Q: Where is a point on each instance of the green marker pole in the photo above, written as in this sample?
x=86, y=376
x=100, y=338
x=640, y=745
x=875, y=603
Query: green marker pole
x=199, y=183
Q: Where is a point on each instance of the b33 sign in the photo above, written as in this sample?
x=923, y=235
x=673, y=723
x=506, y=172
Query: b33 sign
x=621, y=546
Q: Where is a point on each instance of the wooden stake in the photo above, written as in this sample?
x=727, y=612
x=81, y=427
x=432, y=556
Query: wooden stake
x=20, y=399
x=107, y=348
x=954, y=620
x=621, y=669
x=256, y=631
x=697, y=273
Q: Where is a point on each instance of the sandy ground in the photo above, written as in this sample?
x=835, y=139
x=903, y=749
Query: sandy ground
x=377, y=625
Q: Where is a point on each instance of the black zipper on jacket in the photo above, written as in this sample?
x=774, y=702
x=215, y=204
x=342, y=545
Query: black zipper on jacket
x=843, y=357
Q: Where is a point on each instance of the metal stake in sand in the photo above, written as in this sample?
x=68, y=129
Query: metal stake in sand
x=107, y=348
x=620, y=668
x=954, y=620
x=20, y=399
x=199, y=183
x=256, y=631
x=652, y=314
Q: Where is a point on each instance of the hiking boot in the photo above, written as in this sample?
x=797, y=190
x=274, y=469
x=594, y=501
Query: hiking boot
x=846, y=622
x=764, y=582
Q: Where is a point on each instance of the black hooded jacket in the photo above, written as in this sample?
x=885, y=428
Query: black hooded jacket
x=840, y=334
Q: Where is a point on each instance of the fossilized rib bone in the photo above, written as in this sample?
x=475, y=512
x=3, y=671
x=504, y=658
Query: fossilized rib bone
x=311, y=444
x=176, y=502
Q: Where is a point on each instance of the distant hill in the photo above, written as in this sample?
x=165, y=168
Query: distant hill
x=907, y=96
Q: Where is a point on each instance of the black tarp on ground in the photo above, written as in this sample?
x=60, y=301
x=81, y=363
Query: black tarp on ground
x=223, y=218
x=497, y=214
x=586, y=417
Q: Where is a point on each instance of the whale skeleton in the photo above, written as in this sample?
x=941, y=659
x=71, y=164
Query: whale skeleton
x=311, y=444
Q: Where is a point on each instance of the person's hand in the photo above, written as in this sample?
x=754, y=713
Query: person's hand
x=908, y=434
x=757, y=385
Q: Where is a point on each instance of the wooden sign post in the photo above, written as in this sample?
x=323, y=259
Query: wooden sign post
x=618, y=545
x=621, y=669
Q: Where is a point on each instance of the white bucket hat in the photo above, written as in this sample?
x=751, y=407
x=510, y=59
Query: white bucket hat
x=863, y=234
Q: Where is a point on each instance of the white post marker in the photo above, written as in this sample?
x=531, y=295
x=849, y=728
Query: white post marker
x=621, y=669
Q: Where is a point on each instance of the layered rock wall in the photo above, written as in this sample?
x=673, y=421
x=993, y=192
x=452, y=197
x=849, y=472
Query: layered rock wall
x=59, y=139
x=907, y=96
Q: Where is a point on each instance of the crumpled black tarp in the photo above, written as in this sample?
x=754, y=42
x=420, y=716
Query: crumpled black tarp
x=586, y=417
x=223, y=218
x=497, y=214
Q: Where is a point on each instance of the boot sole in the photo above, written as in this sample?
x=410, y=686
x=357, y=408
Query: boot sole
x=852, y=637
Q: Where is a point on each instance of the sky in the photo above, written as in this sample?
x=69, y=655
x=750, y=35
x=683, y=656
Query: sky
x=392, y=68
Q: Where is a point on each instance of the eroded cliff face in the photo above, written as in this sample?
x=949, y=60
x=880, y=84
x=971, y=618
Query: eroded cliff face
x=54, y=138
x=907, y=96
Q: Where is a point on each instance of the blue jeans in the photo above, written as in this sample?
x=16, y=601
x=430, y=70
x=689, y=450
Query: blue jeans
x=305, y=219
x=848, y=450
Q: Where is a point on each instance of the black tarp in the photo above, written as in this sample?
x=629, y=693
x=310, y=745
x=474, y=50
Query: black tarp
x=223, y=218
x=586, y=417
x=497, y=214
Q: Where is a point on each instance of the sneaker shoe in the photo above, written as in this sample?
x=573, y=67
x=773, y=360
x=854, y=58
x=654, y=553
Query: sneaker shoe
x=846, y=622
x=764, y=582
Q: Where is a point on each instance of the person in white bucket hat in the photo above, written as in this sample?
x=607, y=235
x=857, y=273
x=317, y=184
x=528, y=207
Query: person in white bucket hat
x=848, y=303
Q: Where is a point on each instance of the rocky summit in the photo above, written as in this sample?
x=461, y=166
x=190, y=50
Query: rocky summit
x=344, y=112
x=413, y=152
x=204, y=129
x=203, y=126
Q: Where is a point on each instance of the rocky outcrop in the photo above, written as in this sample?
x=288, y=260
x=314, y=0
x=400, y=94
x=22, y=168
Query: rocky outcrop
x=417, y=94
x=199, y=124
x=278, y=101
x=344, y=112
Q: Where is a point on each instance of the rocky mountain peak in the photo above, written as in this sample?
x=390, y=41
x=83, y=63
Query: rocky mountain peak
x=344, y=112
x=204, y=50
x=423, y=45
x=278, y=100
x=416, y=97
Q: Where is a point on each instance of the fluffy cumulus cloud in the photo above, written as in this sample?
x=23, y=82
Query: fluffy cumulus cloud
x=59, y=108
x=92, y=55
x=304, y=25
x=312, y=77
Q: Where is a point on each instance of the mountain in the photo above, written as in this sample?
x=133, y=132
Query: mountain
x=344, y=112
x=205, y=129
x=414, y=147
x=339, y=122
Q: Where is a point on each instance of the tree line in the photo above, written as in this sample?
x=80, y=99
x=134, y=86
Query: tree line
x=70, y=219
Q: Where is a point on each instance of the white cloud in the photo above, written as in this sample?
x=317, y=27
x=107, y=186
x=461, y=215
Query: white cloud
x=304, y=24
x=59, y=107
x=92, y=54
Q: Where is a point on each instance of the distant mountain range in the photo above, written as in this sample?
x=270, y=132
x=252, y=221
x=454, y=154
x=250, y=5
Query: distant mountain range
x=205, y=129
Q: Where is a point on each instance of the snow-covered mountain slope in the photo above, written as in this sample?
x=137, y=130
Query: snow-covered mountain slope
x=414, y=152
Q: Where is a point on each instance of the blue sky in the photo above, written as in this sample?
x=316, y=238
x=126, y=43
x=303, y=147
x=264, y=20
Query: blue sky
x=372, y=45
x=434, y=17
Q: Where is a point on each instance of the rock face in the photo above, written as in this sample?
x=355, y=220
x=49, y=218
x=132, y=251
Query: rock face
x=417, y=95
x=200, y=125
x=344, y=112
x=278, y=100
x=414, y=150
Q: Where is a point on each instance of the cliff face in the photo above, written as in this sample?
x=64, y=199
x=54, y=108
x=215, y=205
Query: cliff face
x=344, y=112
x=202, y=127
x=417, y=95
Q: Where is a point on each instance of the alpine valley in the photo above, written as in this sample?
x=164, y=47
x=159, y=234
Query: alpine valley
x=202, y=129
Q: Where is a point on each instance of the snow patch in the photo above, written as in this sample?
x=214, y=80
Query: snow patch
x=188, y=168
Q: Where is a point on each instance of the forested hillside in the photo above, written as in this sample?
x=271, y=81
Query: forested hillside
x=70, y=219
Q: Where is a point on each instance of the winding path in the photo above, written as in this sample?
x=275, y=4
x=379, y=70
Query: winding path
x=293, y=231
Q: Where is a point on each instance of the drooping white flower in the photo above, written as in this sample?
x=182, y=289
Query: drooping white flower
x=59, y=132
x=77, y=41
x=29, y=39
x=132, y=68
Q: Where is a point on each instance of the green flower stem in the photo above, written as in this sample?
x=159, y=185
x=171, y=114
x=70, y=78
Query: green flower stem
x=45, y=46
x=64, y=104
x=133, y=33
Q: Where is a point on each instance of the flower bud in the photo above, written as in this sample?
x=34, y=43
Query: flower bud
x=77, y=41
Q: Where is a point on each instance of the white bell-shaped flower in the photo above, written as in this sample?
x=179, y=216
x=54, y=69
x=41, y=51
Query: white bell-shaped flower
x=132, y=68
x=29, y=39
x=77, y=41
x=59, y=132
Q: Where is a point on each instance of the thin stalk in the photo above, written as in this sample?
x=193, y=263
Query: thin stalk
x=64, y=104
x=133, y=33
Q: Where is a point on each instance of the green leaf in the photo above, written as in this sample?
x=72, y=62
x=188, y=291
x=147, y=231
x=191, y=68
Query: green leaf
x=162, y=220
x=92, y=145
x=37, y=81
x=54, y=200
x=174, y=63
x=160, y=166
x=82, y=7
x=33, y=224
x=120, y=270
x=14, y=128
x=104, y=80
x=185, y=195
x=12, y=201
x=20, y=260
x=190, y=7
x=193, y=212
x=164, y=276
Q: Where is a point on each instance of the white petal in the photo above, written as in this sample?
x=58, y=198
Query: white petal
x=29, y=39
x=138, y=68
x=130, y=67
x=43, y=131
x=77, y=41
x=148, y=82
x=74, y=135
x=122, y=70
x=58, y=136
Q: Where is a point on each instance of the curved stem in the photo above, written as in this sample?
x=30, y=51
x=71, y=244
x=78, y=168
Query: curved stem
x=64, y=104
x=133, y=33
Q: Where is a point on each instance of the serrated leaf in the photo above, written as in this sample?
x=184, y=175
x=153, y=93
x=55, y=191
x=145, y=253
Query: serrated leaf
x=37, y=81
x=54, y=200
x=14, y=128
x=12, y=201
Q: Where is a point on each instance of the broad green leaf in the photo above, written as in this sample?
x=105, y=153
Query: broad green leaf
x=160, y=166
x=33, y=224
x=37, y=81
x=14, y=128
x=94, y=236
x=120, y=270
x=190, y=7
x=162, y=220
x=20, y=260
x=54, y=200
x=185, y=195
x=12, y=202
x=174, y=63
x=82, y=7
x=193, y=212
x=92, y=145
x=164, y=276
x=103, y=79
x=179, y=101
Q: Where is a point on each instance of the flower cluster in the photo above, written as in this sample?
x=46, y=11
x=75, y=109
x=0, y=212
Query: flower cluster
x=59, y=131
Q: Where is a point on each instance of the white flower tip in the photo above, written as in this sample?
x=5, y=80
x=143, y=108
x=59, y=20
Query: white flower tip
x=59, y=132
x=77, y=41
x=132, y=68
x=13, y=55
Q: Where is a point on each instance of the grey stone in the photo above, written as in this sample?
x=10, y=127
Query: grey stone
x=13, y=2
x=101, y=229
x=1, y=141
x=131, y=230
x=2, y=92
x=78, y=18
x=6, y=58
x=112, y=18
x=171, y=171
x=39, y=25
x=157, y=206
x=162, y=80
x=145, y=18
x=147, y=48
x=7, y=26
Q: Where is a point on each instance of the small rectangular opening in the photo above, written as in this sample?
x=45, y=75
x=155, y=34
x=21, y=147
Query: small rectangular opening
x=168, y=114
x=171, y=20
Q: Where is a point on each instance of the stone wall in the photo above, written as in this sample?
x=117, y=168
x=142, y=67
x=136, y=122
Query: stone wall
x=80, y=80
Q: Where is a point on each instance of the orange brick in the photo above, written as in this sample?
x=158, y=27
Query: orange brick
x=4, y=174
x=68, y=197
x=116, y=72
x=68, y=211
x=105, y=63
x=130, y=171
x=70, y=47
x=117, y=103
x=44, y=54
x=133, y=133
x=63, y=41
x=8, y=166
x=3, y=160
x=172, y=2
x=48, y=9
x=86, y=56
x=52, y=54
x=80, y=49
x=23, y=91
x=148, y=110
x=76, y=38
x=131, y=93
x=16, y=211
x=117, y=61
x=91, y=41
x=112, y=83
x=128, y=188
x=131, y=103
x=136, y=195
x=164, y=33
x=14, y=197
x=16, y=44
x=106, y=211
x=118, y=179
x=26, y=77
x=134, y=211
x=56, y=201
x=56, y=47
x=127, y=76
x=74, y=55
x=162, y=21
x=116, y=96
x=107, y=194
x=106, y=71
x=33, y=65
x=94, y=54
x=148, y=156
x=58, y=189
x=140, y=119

··········

Please copy the items word for word, starting at their first line and ending at the line that contains "x=377, y=625", with both of those lines included.

Q: Where is a point on each instance of the green marker pole in the photo above, written as in this sample?
x=86, y=376
x=100, y=338
x=640, y=745
x=875, y=603
Query: green marker pole
x=199, y=183
Q: Where is a point on each instance of the b33 sign in the photo above, written as in this sample?
x=923, y=235
x=673, y=723
x=506, y=172
Query: b33 sign
x=621, y=546
Q: Where is a point on each instance of the wooden stake in the photo above, written as in this sample?
x=727, y=612
x=81, y=427
x=432, y=556
Query: wooden stake
x=20, y=399
x=107, y=348
x=954, y=620
x=621, y=669
x=256, y=631
x=697, y=273
Q: Where is a point on each instance of the sandy ground in the photo above, written as in this sample?
x=835, y=139
x=903, y=749
Query: sandy ground
x=377, y=625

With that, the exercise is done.